▸ Excerpt provided
=== Begin Enclosure ===

Canadian NCAA star RB Chuba Hubbard lends voice to the #WeWantToPlay movement as conferences mull cancellation

Photo courtesy: Peyton Aufill, Oklahoma State Athletics

The NCAA’s reigning rushing champ and Canadian Heisman hopeful Chuba Hubbard was one of dozens of prominent players to share a formatted statement in an attempt to save the college football season.

The image and simple hashtag was shared by almost every star player in the NCAA, including the projected top two NFL draft picks, Clemson University quarterback Trevor Lawrence and Ohio State University signal caller Justin Fields. Players are demanding better protections in the face of coronavirus and are inching close to unionization, but they are also opposing the decision by some conferences to consider cancelling the season or moving it to spring.

NCAA Division II and Division III has already cancelled fall championships, as have several FCS conferences. The University of Connecticut became the first FBS school to pull the plug on 2020 over both medical and economic fears, with the Mid-American Conference following suit on Saturday. A report in the Detroit Free Press on Monday morning indicated that the Big Ten would become the first Power 5 conference to make the decision with an announcement coming Tuesday and others expected to follow suit.

=== End Enclosure ===

▸ Things to do
1. According to the article about the #WeWantToPlay movement, which school was the first FBS school to cancel its 2020 season?
2. Decide whether each statement agrees with the article about the #WeWantToPlay movement, and answer yes or no with the deciding words from the article. (a) Division II and Division III had already cancelled their fall championships. (b) The Mid-American Conference cancelled its season on a Tuesday. (c) Trevor Lawrence is the quarterback at Ohio State University.
3. Continue the article about the #WeWantToPlay movement from its final sentence.

▸ Region pointing data
=== Begin Enclosure ===

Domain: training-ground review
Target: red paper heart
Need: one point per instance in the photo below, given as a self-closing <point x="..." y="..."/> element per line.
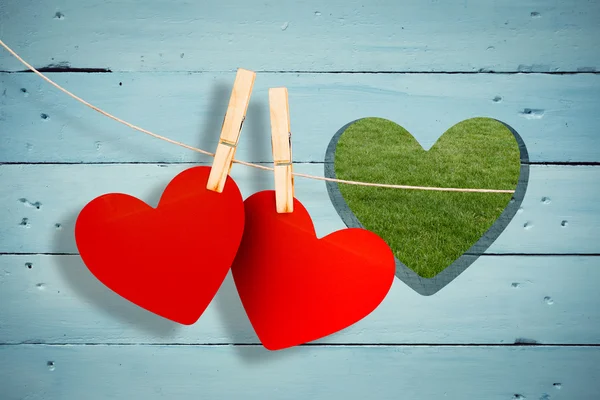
<point x="296" y="288"/>
<point x="170" y="260"/>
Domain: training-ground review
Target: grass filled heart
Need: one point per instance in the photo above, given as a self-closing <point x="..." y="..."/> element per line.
<point x="434" y="235"/>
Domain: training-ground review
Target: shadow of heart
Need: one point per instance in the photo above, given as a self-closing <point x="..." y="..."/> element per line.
<point x="423" y="285"/>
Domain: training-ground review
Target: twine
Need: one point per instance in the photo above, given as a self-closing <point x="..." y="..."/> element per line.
<point x="258" y="166"/>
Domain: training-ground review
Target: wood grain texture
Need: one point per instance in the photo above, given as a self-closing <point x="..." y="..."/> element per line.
<point x="231" y="129"/>
<point x="339" y="35"/>
<point x="196" y="372"/>
<point x="497" y="300"/>
<point x="556" y="195"/>
<point x="556" y="115"/>
<point x="173" y="66"/>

=== End Enclosure ===

▸ Responses in order
1. The University of Connecticut.

2.
(a) Yes: "NCAA Division II and Division III has already cancelled fall championships"
(b) No: "with the Mid-American Conference following suit on Saturday"
(c) No: "Clemson University quarterback Trevor Lawrence"

3.
Hubbard, the Canadian superstar, made headlines this off-season when he showed the leadership to call out his head coach for racially insensitive behaviour in the wake of the Black Lives Matter movement. Now he is part of the group spearheading potential player unionization in college football, but the hopes to play a 2020 season goes against the advice of public health officials.

Fellow Canadian and Big Ten health and safety advocate Benjamin St-Juste expressed his own frustration on Twitter.

“The situation was fumbled way back in March and y’all surprised????????,” he wrote as players began to throw their support behind the season.

NCAA football hangs in the balance, with players seeking the opportunity to potentially risk their own safety to play in a COVID-19 pandemic-ridden United States.